**SET EXERCISE A:**
Output the passage on choosing an executive search firm word for word, in full.
**SET EXERCISE B:**
In the listing, change "signal-timing review" to "traffic-signal audit" everywhere from the start down through the line containing "[(569, 662)]", with both ends included and nothing else altered. Return only those lines.

Like many employers, you might then narrow your list to three firms, ask each one to pitch, and review each firm’s track record, processes, and fees. But this is an important hire – how can you be confident you’re choosing the right firm to partner with?
It’s all about asking the right questions. Consider these truths to help you identify the right hiring partner.
1. The person you talk to may not be the person who recruits for you
When you meet with an executive search firm, you’ll likely speak with the most senior person on the team – the partner. This will be the person with whom you’ll interface throughout the search. They will be your guide and your consultant each step of the way.
[ What skills matter now? Read also: IT careers: 10 critical skills to master in 2021. ]
But typically, there is someone else behind the scenes representing you and reaching out to candidates on your behalf. You should know that person, too. Learn how they will be representing you and how they attract and qualify talent. Ask to meet the entire search team during the pitch. How you’re being represented matters and it should play into your decision.
2. You're not their only client
The last thing you want is to pay a search firm a lot of money and feel like you’re their last priority. Ask the search team how many searches they have running and if they have the capacity to take on another client. Make sure that your position is as important to the search firm as it is to you.
3. Search firms can't recruit from their other clients
Generally speaking, search firms can’t recruit from companies with whom they work, and they sign contracts stating this. Sometimes this applies only to a specific department or function, other times the entire enterprise is off limits. This is where it gets tricky.
If a search firm tells you that they work with your competitors, they may not be able to represent candidates from those companies. Ask for their off-limits list up front. Know which companies they can’t include in the search.
4. Their track record should reflect more than titles
Over the past five years or so, many companies have starting to look for technology talent outside their industry. They view their direct competition as behind the times and want innovation.

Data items
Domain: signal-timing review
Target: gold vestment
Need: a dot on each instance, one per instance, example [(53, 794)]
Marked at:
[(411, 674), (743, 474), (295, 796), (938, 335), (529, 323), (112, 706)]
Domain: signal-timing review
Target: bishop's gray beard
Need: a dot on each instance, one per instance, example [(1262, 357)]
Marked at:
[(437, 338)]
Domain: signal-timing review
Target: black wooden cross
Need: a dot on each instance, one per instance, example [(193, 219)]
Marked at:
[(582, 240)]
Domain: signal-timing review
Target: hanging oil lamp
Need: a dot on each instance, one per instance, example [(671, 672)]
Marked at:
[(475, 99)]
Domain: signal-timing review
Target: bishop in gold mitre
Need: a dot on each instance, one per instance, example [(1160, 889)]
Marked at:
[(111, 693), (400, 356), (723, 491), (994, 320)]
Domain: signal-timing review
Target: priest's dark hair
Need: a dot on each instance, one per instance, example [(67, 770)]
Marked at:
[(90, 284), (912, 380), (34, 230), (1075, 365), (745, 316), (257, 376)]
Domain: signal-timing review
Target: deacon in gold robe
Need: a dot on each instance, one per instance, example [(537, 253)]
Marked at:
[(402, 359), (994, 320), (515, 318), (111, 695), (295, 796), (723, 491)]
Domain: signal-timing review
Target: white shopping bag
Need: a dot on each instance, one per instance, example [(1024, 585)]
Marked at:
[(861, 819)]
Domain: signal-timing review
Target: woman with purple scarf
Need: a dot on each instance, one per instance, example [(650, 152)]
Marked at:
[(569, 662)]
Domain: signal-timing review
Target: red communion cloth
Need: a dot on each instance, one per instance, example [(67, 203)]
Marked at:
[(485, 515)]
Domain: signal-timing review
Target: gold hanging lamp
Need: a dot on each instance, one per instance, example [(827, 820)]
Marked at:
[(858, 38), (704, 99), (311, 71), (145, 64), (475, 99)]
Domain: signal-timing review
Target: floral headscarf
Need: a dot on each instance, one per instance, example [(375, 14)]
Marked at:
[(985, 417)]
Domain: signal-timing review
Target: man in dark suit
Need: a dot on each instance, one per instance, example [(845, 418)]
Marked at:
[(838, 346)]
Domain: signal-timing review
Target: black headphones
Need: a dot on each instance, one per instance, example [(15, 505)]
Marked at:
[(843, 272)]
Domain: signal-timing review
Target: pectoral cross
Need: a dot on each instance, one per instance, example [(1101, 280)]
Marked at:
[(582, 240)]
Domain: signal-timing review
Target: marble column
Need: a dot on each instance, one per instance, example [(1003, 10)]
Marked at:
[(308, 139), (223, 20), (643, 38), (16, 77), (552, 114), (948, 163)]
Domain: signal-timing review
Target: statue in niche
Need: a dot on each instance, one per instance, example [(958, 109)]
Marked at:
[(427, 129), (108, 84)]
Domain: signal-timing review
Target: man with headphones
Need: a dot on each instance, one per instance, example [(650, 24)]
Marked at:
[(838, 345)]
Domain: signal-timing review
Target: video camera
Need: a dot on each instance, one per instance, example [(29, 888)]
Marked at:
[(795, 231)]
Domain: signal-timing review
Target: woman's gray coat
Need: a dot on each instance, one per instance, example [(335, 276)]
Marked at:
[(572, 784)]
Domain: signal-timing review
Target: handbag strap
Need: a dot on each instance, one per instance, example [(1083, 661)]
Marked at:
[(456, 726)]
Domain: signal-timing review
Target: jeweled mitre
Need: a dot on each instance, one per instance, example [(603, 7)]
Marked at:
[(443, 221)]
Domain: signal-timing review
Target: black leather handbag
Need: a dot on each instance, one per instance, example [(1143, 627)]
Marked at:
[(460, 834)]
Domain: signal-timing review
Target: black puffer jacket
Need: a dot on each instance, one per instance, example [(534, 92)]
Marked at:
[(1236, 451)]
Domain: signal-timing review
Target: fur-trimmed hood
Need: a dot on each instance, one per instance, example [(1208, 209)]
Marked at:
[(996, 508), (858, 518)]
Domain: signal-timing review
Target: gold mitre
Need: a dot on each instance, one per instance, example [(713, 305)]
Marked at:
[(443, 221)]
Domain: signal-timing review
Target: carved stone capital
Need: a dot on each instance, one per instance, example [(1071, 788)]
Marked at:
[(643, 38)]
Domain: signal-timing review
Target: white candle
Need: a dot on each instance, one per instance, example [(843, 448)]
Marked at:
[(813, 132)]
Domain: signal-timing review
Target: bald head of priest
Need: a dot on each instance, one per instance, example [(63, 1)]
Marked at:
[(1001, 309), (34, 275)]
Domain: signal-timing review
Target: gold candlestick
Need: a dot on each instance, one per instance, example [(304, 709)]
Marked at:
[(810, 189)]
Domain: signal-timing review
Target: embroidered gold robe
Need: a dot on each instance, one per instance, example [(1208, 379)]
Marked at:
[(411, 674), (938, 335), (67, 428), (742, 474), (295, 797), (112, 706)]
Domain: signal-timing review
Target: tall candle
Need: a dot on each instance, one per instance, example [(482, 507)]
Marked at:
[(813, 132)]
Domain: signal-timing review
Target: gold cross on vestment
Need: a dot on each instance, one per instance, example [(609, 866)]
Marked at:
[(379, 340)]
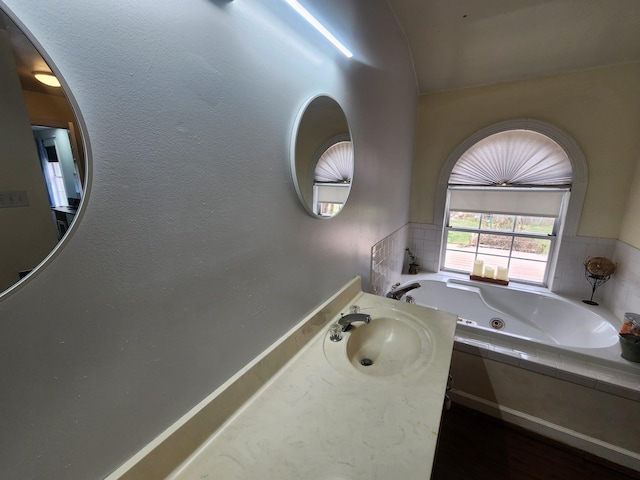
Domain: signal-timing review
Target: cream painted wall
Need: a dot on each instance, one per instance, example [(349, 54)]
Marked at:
[(192, 253), (630, 229), (599, 108)]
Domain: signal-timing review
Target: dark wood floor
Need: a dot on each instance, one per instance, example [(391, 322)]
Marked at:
[(475, 446)]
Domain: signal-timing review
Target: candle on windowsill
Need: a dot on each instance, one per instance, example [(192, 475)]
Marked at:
[(502, 273), (489, 272), (477, 268)]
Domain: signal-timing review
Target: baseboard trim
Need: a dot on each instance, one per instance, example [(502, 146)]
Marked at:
[(569, 437)]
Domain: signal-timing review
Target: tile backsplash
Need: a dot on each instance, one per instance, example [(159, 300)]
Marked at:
[(621, 294), (388, 260)]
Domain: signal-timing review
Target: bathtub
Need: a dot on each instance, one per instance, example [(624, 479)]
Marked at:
[(524, 318)]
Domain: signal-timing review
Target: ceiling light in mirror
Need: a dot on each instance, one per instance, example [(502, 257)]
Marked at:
[(44, 163), (47, 78), (322, 157)]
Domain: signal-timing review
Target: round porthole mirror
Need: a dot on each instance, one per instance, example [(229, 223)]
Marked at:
[(322, 157), (43, 164)]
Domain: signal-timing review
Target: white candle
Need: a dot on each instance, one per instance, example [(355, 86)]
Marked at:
[(477, 268), (488, 272), (501, 274)]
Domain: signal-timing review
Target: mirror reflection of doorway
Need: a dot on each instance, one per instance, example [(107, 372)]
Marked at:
[(61, 175)]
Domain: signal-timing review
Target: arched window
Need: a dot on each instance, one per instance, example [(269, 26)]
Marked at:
[(507, 199), (332, 176)]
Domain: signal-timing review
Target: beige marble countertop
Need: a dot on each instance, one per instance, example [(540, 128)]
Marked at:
[(311, 421)]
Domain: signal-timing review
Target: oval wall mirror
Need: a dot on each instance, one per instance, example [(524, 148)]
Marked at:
[(42, 164), (322, 157)]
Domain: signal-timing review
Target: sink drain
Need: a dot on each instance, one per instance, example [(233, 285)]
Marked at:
[(497, 323)]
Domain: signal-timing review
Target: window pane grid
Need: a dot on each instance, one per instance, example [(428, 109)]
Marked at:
[(520, 243)]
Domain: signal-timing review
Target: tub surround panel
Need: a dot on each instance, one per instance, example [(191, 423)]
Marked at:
[(587, 411)]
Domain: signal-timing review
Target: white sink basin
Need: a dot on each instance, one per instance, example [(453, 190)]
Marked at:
[(393, 344)]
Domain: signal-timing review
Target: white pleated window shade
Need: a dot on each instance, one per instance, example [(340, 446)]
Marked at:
[(507, 201), (514, 157), (335, 165), (332, 193)]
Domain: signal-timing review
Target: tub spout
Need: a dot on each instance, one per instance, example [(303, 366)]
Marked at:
[(397, 293)]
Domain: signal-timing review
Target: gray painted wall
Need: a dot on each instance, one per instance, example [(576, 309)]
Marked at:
[(193, 253)]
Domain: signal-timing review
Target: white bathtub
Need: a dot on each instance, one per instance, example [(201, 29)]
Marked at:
[(531, 317)]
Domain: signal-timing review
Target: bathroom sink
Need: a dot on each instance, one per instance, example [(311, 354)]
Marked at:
[(392, 344)]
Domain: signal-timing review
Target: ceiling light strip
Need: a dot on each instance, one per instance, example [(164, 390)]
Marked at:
[(318, 26)]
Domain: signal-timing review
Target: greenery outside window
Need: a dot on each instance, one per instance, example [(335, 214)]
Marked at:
[(522, 244)]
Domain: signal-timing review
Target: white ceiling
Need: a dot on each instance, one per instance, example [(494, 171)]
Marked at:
[(464, 43)]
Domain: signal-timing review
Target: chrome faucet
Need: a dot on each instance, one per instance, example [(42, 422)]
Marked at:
[(346, 320), (397, 293)]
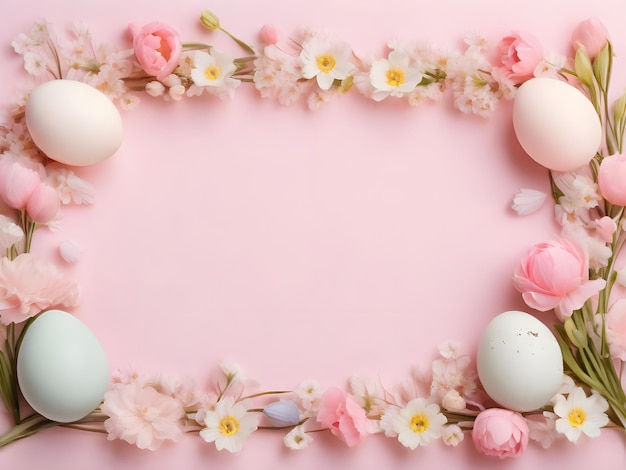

**REPLY A:**
Like many employers, you might then narrow your list to three firms, ask each one to pitch, and review each firm’s track record, processes, and fees. But this is an important hire – how can you be confident you’re choosing the right firm to partner with?
It’s all about asking the right questions. Consider these truths to help you identify the right hiring partner.
1. The person you talk to may not be the person who recruits for you
When you meet with an executive search firm, you’ll likely speak with the most senior person on the team – the partner. This will be the person with whom you’ll interface throughout the search. They will be your guide and your consultant each step of the way.
[ What skills matter now? Read also: IT careers: 10 critical skills to master in 2021. ]
But typically, there is someone else behind the scenes representing you and reaching out to candidates on your behalf. You should know that person, too. Learn how they will be representing you and how they attract and qualify talent. Ask to meet the entire search team during the pitch. How you’re being represented matters and it should play into your decision.
2. You're not their only client
The last thing you want is to pay a search firm a lot of money and feel like you’re their last priority. Ask the search team how many searches they have running and if they have the capacity to take on another client. Make sure that your position is as important to the search firm as it is to you.
3. Search firms can't recruit from their other clients
Generally speaking, search firms can’t recruit from companies with whom they work, and they sign contracts stating this. Sometimes this applies only to a specific department or function, other times the entire enterprise is off limits. This is where it gets tricky.
If a search firm tells you that they work with your competitors, they may not be able to represent candidates from those companies. Ask for their off-limits list up front. Know which companies they can’t include in the search.
4. Their track record should reflect more than titles
Over the past five years or so, many companies have starting to look for technology talent outside their industry. They view their direct competition as behind the times and want innovation.

**REPLY B:**
Domain: traffic-signal audit
Target: gold vestment
Need: a dot on each instance, one per instance, example [(53, 794)]
Marked at:
[(411, 674), (743, 474), (295, 796), (938, 335), (529, 323), (112, 706)]
Domain: traffic-signal audit
Target: bishop's gray beard
Need: a dot on each instance, one per instance, example [(1262, 357)]
Marked at:
[(437, 338)]
Domain: traffic-signal audit
Target: black wooden cross
Need: a dot on each instance, one per instance, example [(193, 219)]
Marked at:
[(582, 240)]
Domain: traffic-signal audit
Target: hanging oil lamp
Need: a dot on each instance, one per instance, example [(671, 672)]
Marked at:
[(475, 99)]
Domain: traffic-signal audit
Target: bishop in gold mitre
Need: a dot on each instance, one per instance, example [(1160, 889)]
Marked at:
[(111, 693), (400, 356), (723, 491), (994, 320)]
Domain: traffic-signal audit
Target: priest's dark hair
Need: a dot on each instance, one per instance, example [(67, 770)]
Marked at:
[(90, 284), (912, 380), (34, 230), (1075, 365), (745, 316), (257, 376)]
Domain: traffic-signal audit
Target: deacon in gold robe
Need: a dot on each instance, one per instance, example [(537, 253)]
Marked at:
[(402, 359), (994, 320), (515, 318), (111, 695), (295, 796), (723, 491)]
Domain: traffic-signal audit
Target: white shopping bag
Need: a dot on each instance, one per instance, example [(1024, 585)]
Marked at:
[(861, 819)]
Domain: traffic-signal audit
Target: woman with purple scarf
Need: a dot on each instance, one per instance, example [(650, 152)]
Marked at:
[(569, 662)]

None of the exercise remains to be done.